* [Problem description] Every record is to be transcribed exactly as written.

Dataset entries

________________________________________

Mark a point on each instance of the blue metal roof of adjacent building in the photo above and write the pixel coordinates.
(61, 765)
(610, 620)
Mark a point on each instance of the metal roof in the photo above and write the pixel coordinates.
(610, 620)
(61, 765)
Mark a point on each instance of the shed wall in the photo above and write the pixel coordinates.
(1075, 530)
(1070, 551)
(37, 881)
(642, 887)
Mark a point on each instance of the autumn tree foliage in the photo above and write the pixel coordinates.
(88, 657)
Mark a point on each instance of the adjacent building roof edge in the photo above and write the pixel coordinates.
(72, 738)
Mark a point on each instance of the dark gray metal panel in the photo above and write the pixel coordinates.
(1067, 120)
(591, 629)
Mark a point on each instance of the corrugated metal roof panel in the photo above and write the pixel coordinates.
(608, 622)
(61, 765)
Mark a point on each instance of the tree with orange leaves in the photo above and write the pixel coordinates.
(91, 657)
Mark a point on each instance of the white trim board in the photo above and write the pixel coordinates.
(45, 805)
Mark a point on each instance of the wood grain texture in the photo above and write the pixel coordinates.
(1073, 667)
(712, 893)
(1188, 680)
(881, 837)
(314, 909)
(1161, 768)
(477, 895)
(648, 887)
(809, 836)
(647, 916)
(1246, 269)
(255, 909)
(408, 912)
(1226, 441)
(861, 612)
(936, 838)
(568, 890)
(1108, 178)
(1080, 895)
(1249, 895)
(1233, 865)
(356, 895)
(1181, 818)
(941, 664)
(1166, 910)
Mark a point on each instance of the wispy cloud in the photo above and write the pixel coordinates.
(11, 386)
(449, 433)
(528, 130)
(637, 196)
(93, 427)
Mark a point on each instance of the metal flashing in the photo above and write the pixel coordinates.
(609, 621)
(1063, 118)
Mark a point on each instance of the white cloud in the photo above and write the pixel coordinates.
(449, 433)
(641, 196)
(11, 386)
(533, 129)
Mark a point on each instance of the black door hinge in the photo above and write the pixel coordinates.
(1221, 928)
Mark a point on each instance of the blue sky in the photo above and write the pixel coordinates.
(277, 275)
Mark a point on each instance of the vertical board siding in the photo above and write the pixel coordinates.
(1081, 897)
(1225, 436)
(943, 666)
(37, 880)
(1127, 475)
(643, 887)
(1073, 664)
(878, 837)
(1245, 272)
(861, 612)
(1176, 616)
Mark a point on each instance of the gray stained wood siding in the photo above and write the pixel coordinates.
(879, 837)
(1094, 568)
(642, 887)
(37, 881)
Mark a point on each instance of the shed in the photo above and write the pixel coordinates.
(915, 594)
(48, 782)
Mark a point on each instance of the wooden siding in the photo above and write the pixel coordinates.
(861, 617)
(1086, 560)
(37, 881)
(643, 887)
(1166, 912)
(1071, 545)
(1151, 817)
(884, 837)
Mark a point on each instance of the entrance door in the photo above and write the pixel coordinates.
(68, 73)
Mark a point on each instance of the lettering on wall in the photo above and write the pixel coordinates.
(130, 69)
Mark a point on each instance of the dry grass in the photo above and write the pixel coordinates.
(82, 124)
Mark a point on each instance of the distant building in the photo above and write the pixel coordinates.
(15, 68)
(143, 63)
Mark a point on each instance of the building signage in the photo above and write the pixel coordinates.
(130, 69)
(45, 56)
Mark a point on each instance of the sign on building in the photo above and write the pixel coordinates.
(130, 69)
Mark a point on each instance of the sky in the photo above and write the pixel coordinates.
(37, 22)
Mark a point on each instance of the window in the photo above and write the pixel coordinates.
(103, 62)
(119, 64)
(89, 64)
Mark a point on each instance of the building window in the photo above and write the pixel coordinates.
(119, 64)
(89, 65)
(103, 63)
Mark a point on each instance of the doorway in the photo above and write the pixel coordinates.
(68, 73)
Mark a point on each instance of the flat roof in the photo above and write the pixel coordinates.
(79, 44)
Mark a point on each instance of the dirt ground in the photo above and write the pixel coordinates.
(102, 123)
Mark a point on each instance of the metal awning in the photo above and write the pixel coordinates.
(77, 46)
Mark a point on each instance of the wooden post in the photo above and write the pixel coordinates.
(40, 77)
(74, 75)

________________________________________

* [Reply to the task]
Mark a point on each instance of the blue metal roof of adjacent building in the photo above and write the pixel coordinates.
(61, 765)
(610, 620)
Mark a point on each instance of the metal roof in the photo above and write the pixel coordinates.
(610, 620)
(61, 765)
Mark a point on each instance of the shed wall in the photo above and write the pixel coordinates.
(1075, 530)
(1070, 551)
(37, 881)
(642, 887)
Mark a point on each instance of the autumn tree foliage in the photo above and write the pixel coordinates.
(88, 657)
Mark a point on each instance of the adjacent building roof edge in the photo above and write the pixel coordinates.
(72, 738)
Mark a point on each instance of the dark gray metal panel in the photo above and write the pixel coordinates.
(1067, 120)
(591, 629)
Mark a point on each instance of the corrugated metal roof panel in the photo above and write the pixel coordinates.
(608, 622)
(61, 765)
Mark a point on each instance of the tree with orange leaves in the photo above and write the pixel coordinates.
(91, 657)
Mark a point on each instance of the white trim board in the photo above and write the pixel coordinates.
(45, 805)
Mark a point on each instance of the wood grain texture in the photo above and write the pixel coordinates.
(1073, 667)
(712, 893)
(1188, 680)
(881, 837)
(314, 909)
(1161, 768)
(477, 895)
(648, 887)
(809, 836)
(647, 916)
(1246, 269)
(255, 909)
(408, 912)
(1226, 441)
(861, 612)
(936, 838)
(568, 890)
(1108, 178)
(1080, 895)
(1249, 895)
(1233, 865)
(356, 895)
(1181, 818)
(941, 664)
(1166, 910)
Mark a point on each instance of the wispy cloud in the photo above and write the pixel coordinates.
(11, 386)
(449, 433)
(528, 130)
(637, 196)
(93, 427)
Mark a point on each instance of the metal flashing in the photo above and write the pixel coordinates.
(609, 621)
(1063, 118)
Mark a point on each instance of the white cloud in the photo above and write the pixel coordinates.
(449, 433)
(641, 196)
(11, 386)
(533, 129)
Mark a point on each instance of the black door hinge in the photo above and write the pixel coordinates.
(1221, 928)
Mark a point on each instance of the blue sky in the photo above and write the pixel coordinates.
(277, 275)
Mark a point on each instance of the vertical board siding in the photo above and write the pixel coordinates.
(1081, 897)
(1225, 436)
(943, 666)
(37, 880)
(1127, 475)
(643, 887)
(1073, 664)
(878, 837)
(1245, 272)
(861, 612)
(1176, 616)
Mark a point on each instance of the gray stained wood siding in the photo above and write the pixel coordinates.
(879, 837)
(1094, 568)
(642, 887)
(37, 881)
Mark a point on each instance of the shed in the photo above and write the pixel coordinates.
(915, 594)
(48, 782)
Mark a point on each instance of the wooden siding in the photo above and write the pixel coordinates.
(861, 617)
(1086, 560)
(37, 881)
(643, 887)
(1166, 912)
(1071, 545)
(1151, 817)
(884, 837)
Mark a point on each instance of the entrance door in the photo above and write the pixel coordinates.
(68, 73)
Mark a point on each instance of the lettering on wall in the photo above and write the pixel coordinates.
(130, 69)
Mark a point on each instance of the dry grass in the photo above and write the pixel coordinates.
(82, 124)
Mark a point on each instance of the distant building in the photo above and write the pixel coordinates.
(15, 68)
(143, 63)
Mark a point on each instance of the building signage in the photo above and write the pixel coordinates.
(130, 69)
(45, 56)
Mark a point on each instance of the sign on building in the photo above and write the pixel coordinates.
(130, 69)
Mark a point on each instance of the sky in the photo above and write the pixel coordinates.
(37, 22)
Mark a point on each instance of the window in the photo above and write the pixel coordinates.
(103, 62)
(119, 64)
(89, 64)
Mark a point on each instance of the building window in the photo above and write the pixel coordinates.
(119, 64)
(89, 65)
(103, 63)
Mark a point on each instance of the doorway in the photo above and write the pixel coordinates.
(68, 73)
Mark a point on each instance of the flat roof in the photo above and write the pixel coordinates.
(79, 44)
Mark a point on each instance of the dirt ground in the photo above and write the pixel coordinates.
(102, 123)
Mark a point on each instance of the metal awning in the photo above and write the pixel coordinates.
(77, 46)
Mark a point on each instance of the wooden post in the photo above and write the pixel coordinates.
(40, 77)
(74, 75)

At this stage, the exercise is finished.